Exercise aim - For this exercise, copy out each line of the material below that includes "target".

★ ★ ★ ★ ★

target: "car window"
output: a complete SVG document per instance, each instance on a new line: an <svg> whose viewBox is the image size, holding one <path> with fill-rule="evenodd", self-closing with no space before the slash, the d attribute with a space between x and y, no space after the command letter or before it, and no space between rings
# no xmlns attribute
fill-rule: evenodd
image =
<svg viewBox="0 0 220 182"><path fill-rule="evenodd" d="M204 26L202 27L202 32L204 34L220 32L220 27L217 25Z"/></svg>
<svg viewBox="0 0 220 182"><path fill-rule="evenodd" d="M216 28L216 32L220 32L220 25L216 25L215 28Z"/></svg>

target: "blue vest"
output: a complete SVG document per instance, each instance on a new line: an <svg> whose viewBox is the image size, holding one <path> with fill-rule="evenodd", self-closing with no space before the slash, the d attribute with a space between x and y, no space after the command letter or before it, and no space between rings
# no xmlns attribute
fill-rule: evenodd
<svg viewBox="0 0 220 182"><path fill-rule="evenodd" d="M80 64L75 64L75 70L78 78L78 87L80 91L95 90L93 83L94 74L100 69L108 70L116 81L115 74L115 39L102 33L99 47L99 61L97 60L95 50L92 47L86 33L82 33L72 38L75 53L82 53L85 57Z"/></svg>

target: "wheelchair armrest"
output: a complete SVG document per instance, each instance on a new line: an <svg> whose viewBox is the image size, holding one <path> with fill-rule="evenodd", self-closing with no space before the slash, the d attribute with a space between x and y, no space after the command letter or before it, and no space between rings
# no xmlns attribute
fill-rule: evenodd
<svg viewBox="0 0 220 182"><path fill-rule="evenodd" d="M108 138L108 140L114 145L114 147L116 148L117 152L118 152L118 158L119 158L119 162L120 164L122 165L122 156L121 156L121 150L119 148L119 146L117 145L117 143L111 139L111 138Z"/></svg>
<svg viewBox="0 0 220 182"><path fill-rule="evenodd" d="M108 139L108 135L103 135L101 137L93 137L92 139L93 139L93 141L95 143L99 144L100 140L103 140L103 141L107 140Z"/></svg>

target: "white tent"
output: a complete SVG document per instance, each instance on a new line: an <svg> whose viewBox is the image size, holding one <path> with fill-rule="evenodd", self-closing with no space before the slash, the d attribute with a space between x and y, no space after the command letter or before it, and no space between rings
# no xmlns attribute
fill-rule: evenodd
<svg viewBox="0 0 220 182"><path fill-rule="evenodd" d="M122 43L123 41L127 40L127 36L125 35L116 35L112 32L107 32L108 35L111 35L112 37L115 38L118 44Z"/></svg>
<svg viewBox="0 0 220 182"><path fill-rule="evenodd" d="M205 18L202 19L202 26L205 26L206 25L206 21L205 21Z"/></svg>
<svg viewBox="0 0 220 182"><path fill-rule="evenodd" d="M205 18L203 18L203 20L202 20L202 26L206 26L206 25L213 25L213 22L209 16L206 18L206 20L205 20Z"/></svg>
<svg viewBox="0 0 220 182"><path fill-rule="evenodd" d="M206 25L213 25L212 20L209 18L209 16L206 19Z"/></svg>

★ ★ ★ ★ ★

Solution for this problem -
target: "car window"
target: "blue vest"
target: "wheelchair armrest"
target: "white tent"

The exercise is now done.